(A block of data)
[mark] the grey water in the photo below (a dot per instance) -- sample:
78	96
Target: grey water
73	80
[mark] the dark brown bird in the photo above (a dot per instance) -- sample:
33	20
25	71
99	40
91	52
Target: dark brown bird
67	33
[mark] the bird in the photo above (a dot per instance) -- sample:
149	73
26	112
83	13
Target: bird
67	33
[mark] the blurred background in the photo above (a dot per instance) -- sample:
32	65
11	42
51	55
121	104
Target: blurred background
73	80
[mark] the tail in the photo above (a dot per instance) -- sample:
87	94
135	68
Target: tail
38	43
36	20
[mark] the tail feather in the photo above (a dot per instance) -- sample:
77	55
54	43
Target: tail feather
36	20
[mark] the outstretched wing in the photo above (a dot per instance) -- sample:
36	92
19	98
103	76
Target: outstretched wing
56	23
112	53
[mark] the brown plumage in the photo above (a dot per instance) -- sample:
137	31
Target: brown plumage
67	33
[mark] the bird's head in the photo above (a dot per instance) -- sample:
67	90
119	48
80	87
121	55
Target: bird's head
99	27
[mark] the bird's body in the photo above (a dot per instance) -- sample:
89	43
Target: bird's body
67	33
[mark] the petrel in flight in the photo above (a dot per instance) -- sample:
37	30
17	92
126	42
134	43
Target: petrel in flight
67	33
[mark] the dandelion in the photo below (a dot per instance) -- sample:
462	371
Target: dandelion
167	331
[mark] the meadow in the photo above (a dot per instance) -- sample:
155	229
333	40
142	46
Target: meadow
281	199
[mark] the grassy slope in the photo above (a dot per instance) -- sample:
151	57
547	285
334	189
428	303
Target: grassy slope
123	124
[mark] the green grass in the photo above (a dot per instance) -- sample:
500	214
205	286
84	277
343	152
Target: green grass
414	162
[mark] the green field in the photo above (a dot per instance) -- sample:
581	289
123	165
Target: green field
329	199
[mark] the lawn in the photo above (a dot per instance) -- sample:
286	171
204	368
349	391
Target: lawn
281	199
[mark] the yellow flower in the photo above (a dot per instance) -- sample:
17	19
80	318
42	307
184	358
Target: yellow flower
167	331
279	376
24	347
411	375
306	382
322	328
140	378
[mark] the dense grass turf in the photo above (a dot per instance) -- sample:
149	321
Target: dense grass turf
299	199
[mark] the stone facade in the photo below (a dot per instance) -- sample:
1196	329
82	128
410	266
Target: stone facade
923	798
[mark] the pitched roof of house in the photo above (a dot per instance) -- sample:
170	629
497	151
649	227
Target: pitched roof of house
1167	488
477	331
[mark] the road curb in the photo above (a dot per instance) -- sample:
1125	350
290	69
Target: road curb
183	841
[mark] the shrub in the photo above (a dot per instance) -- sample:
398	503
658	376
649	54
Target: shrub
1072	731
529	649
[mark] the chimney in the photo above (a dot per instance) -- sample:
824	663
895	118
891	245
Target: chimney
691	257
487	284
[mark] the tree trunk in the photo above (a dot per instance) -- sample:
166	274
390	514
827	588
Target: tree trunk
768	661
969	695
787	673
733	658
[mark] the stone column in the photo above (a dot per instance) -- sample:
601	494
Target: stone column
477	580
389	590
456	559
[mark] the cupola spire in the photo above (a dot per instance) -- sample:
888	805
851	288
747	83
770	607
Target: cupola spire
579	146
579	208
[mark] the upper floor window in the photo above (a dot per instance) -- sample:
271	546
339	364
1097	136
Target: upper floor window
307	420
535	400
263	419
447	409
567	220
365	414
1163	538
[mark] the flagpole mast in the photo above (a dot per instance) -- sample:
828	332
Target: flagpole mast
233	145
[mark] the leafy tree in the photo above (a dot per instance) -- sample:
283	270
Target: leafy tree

BRIEF
Reproduce every one of the lines above without changing anything.

SOLUTION FOR THIS EXERCISE
[mark] the grey water in the photo below (a dot per instance) -- sample:
78	96
Target: grey water
73	80
[mark] the dark brown bird in the photo above (a dot per instance) -- sample:
33	20
25	71
99	40
91	52
Target: dark brown bird
67	33
[mark] the bird in the photo above (a dot per instance) -- sample:
149	73
26	112
83	13
Target: bird
67	33
[mark] the blurred background in the photo above (a dot per instance) -- sample:
32	65
11	42
51	55
121	104
Target: blurred background
73	80
[mark] the tail in the photo above (a dot per instance) -- sample:
87	94
135	68
Target: tail
38	43
36	20
[mark] the tail feather in the photo above (a dot per instance) -- sample:
77	55
54	43
Target: tail feather
36	20
[mark] the outstretched wing in the photo above (a dot per instance) -- sample:
36	92
19	98
103	76
Target: outstretched wing
56	23
112	53
[mark] the brown plumage in the photo above (a dot per instance) -- sample:
137	31
Target: brown plumage
67	33
[mark] the bird's head in the photo above (a dot per instance) -- sample:
67	90
119	48
80	87
121	55
Target: bird's head
99	27
[mark] the bird's body in the photo above (a dot per instance) -- sample:
89	43
Target: bird's body
67	33
[mark] the petrel in flight in the photo above (a dot per instance) -- sample:
37	30
17	92
126	42
134	43
Target: petrel in flight
67	33
[mark] the dandelion in the photo below (a dot per instance) -- sample:
462	371
Target: dandelion
167	331
[mark] the meadow in the photo above (a dot per instance) -- sample:
155	229
333	40
142	46
Target: meadow
281	199
[mark] the grassy slope in the photo above (a dot per instance) -- sample:
151	57
547	285
334	189
428	303
Target: grassy slope
123	124
[mark] the green grass in the photo above (a dot per instance) -- sample:
500	214
205	286
84	277
343	152
Target: green grass
414	162
[mark] the green field in the photo above (a dot per instance) -- sample:
581	289
123	165
Target: green field
329	199
[mark] the lawn in the photo above (a dot per instance) -- sample:
286	171
204	368
349	391
Target: lawn
281	199
[mark] the yellow flower in the photo above (a dot per instance) -- sample:
17	19
80	318
42	307
184	358
Target: yellow flower
167	331
279	376
24	347
411	375
306	382
322	328
140	378
[mark] the dense grass turf in the photo above (a dot per instance) -- sample:
149	321
Target: dense grass turf
299	199
[mark] the stone facade in the photo below (a dot per instance) -- sample:
1196	329
82	128
410	266
Target: stone facade
923	798
[mark] the pitched roof of house in the photo above (a dot per instance) -- sample:
170	629
497	151
649	227
Target: pitched roof of house
1167	488
477	331
[mark] the road curb in the photo above (a dot per instance) -- sample:
1125	350
290	69
Target: road curb
183	841
[mark] the shrub in the photo above (a dot per instance) -- sample:
398	503
658	376
649	54
Target: shrub
1072	731
529	649
[mark] the chimney in the photo above (a dot per instance) -- sample:
824	663
895	118
891	245
Target: chimney
691	257
487	284
[mark] the tree trunk in the photo above (a dot per instance) -- sample:
166	274
390	514
827	588
Target: tree trunk
768	661
969	695
787	673
733	658
[mark] the stone column in the photo above (a dot per instance) -- sample:
601	494
Target: stone column
477	580
389	590
456	559
[mark] the cupola spire in the photo above (a dot per instance) -- sample:
888	805
851	288
747	83
770	607
Target: cupola spire
579	146
579	208
[mark] the upper floor window in the photo above (a dot per instance) -- sample:
271	546
339	364
1097	136
Target: upper floor window
307	420
535	400
263	419
447	409
567	220
365	414
1163	538
[mark] the flagpole mast in the photo above (a dot per instance) -- sample:
828	332
Target: flagpole mast
233	145
[mark] the leafy tree in the photo above (a dot per instance) -- sample:
283	270
Target: leafy tree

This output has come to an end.